### Written request
Find "Could you kindly segment every instance of the black" in the data, then restate the line it sits in and every later line word for word, ending with the last line.

### Data shown

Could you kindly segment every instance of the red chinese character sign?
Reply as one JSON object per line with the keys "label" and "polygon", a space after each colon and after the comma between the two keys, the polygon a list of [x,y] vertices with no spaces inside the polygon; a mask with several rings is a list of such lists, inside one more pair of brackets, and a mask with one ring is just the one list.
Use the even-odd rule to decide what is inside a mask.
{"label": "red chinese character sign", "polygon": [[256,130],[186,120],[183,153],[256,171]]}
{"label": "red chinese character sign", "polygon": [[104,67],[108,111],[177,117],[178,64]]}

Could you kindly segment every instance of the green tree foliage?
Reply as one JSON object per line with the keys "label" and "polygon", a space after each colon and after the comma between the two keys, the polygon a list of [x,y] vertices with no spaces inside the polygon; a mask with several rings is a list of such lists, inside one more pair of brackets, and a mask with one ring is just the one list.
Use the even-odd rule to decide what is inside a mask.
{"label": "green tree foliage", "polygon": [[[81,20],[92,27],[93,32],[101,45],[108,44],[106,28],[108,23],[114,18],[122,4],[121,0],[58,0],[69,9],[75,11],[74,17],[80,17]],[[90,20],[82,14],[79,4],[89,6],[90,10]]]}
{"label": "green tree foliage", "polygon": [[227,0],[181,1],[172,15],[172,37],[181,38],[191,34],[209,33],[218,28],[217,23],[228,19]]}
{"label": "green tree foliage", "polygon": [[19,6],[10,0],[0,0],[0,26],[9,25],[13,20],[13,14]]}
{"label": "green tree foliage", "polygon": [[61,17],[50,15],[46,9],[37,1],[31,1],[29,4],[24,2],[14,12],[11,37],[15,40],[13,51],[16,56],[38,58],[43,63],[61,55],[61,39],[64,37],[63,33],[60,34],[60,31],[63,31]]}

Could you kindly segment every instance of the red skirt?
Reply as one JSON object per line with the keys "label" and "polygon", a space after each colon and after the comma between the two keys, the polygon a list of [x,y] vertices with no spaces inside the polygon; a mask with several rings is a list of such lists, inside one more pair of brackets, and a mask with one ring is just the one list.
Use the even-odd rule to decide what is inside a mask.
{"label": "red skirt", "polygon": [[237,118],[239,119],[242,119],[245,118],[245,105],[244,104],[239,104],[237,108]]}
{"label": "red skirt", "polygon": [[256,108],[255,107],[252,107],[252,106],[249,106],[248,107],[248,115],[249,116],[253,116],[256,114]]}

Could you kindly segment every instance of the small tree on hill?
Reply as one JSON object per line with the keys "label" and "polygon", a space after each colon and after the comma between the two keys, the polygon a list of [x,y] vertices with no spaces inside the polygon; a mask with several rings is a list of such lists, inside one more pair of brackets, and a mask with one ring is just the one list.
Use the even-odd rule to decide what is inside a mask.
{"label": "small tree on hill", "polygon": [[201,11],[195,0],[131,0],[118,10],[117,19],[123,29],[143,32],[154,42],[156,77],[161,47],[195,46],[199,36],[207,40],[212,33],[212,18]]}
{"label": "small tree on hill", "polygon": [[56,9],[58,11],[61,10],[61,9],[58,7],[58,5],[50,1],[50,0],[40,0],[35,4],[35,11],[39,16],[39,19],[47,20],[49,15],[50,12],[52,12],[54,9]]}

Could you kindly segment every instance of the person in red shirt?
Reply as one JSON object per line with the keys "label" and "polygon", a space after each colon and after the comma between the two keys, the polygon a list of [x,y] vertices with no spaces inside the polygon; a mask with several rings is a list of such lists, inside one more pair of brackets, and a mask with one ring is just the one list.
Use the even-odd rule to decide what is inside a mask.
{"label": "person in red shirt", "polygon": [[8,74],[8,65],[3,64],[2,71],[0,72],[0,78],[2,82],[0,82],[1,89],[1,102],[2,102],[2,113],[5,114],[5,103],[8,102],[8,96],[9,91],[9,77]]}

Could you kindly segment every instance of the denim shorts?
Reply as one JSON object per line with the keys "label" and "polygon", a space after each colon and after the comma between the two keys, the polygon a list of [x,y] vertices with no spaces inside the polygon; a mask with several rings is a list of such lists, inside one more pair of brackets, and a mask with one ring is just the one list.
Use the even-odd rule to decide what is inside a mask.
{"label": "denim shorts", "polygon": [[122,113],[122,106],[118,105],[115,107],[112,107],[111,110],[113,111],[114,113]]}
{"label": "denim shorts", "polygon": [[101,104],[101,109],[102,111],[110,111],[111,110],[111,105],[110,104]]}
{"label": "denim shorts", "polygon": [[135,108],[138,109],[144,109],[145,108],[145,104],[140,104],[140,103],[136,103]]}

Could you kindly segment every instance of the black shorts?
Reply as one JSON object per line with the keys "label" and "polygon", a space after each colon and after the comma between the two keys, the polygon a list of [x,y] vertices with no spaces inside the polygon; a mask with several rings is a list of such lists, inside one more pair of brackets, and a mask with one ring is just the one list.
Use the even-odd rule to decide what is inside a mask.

### Solution for this problem
Could you kindly segment every instance of the black shorts?
Reply as one JSON object per line with the keys "label" and "polygon", a space after each colon and after the comma between the two keys, the polygon a list of [x,y] vertices with no spaces inside the polygon; a mask with several rings is a list of such lists, inside one more pair of brackets, and a mask with one ring is just the one list.
Use the even-odd rule to decide what is inside a mask.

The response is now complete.